> **What you will do**
Return the lines below without any change, starting at the line with "point: frosted glass panel" and continuing up to and including the line with "(1017, 587)".

> **Stored data**
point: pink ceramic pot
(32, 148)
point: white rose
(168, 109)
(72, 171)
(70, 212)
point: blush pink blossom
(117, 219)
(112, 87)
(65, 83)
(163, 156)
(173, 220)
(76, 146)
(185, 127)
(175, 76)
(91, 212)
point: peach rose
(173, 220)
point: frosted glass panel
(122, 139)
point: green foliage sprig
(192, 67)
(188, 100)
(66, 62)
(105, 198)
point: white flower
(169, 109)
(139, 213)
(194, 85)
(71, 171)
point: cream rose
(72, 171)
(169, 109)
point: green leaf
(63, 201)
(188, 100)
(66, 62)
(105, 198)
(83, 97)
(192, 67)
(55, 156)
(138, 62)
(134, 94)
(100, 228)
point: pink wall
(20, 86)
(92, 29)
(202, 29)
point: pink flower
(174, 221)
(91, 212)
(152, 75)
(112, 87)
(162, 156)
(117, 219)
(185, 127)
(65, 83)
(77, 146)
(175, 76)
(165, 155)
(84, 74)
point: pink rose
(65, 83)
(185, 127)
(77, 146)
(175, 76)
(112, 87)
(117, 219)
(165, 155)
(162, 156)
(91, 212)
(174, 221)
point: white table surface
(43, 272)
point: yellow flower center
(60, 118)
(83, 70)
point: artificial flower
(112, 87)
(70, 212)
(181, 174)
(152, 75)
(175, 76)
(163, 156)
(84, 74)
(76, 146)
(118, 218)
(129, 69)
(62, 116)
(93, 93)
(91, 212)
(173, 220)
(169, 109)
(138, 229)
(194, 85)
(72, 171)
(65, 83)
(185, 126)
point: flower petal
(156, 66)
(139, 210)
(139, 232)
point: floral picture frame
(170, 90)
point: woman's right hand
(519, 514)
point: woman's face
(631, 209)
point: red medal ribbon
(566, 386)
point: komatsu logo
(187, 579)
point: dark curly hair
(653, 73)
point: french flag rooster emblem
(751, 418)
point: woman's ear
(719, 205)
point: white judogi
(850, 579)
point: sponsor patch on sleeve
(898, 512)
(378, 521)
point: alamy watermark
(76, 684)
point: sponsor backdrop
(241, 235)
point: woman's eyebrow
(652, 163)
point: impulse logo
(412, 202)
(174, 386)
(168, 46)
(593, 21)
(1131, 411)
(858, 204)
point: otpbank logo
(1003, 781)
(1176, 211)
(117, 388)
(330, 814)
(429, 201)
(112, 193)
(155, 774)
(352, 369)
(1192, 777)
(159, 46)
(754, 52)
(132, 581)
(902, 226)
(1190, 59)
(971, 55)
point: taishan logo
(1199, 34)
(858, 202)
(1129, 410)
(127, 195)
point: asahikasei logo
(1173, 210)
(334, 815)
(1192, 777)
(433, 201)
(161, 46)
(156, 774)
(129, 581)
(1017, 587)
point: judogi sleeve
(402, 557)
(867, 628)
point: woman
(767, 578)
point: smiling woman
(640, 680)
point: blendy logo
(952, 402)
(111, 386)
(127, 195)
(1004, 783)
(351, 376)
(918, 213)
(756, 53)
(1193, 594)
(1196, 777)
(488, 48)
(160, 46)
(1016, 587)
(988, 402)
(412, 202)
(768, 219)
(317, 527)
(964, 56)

> **Complete answer**
point: frosted glass panel
(122, 139)
point: green foliage sprig
(192, 67)
(188, 100)
(66, 62)
(105, 198)
point: white flower
(169, 109)
(139, 213)
(194, 85)
(71, 171)
point: cream rose
(72, 171)
(169, 109)
point: green leaf
(63, 201)
(188, 100)
(66, 62)
(105, 198)
(83, 97)
(192, 67)
(55, 156)
(138, 62)
(134, 94)
(100, 228)
point: pink wall
(20, 86)
(92, 29)
(202, 29)
point: pink flower
(174, 221)
(91, 212)
(152, 75)
(112, 87)
(162, 156)
(117, 219)
(185, 127)
(65, 83)
(77, 146)
(175, 76)
(165, 155)
(84, 74)
point: pink rose
(65, 83)
(185, 127)
(77, 146)
(175, 76)
(112, 87)
(117, 219)
(165, 155)
(162, 156)
(91, 212)
(174, 221)
point: white table surface
(43, 272)
point: yellow flower center
(60, 118)
(83, 70)
point: artificial flower
(112, 87)
(70, 212)
(181, 174)
(152, 75)
(175, 76)
(163, 156)
(84, 74)
(76, 146)
(118, 218)
(129, 69)
(62, 116)
(93, 93)
(91, 212)
(173, 220)
(169, 109)
(138, 229)
(194, 85)
(72, 171)
(65, 83)
(185, 126)
point: flower petal
(156, 66)
(139, 210)
(139, 232)
point: floral picture frame
(170, 90)
point: woman's right hand
(519, 514)
point: woman's face
(631, 209)
point: red medal ribbon
(566, 386)
point: komatsu logo
(187, 579)
point: dark curly hair
(653, 73)
point: french flag rooster emblem
(751, 418)
point: woman's ear
(719, 205)
point: white judogi
(850, 579)
point: sponsor patch on sleeve
(898, 512)
(378, 521)
point: alamy watermark
(76, 684)
point: sponsor backdrop
(241, 235)
point: woman's eyebrow
(652, 163)
point: impulse logo
(412, 202)
(174, 386)
(168, 46)
(593, 21)
(1131, 411)
(858, 204)
point: otpbank logo
(1003, 781)
(1176, 211)
(117, 388)
(330, 814)
(429, 201)
(112, 193)
(155, 774)
(352, 369)
(1192, 777)
(159, 46)
(754, 52)
(132, 581)
(902, 226)
(1190, 59)
(971, 55)
point: taishan logo
(1199, 34)
(858, 202)
(1129, 410)
(127, 195)
point: asahikasei logo
(1173, 210)
(334, 815)
(1192, 777)
(433, 201)
(161, 46)
(156, 774)
(129, 581)
(1017, 587)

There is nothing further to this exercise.